[Entries in the collection]
....
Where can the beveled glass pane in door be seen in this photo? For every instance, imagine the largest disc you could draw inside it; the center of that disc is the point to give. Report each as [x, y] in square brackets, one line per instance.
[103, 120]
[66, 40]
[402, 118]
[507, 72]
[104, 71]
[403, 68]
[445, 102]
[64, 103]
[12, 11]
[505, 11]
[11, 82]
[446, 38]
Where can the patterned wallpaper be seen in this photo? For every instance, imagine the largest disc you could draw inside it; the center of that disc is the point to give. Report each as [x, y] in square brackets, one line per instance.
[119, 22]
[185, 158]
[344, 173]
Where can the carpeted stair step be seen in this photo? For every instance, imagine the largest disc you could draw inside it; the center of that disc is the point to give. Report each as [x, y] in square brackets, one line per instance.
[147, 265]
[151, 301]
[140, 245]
....
» **What is required**:
Copy out every one of the lines above verbatim, from the first to the last.

» **Result for this exercise**:
Where can the beveled glass pane in door be seen in this photo? For every instance, imagine the largest disc you could draw inside it; the center of that disc is the point to give. Report each as [x, y] in square brackets, one line per instance.
[103, 120]
[66, 40]
[402, 118]
[507, 72]
[104, 71]
[403, 68]
[445, 102]
[64, 103]
[12, 11]
[505, 11]
[11, 82]
[446, 38]
Where can the patterned wallpaper be seen in this photo? For every instance, imagine the largest disc you could draw inside it; the center of that disc is the point to give. Report each as [x, y] in square brackets, one line per instance.
[119, 22]
[185, 158]
[344, 173]
Where can the carpeted stair step be seen in this photo? For every instance, imagine the largest disc you could draw inside it; the center of that disc is the point to give. Report each as [x, y] in square brackets, one line per instance.
[147, 265]
[151, 301]
[140, 245]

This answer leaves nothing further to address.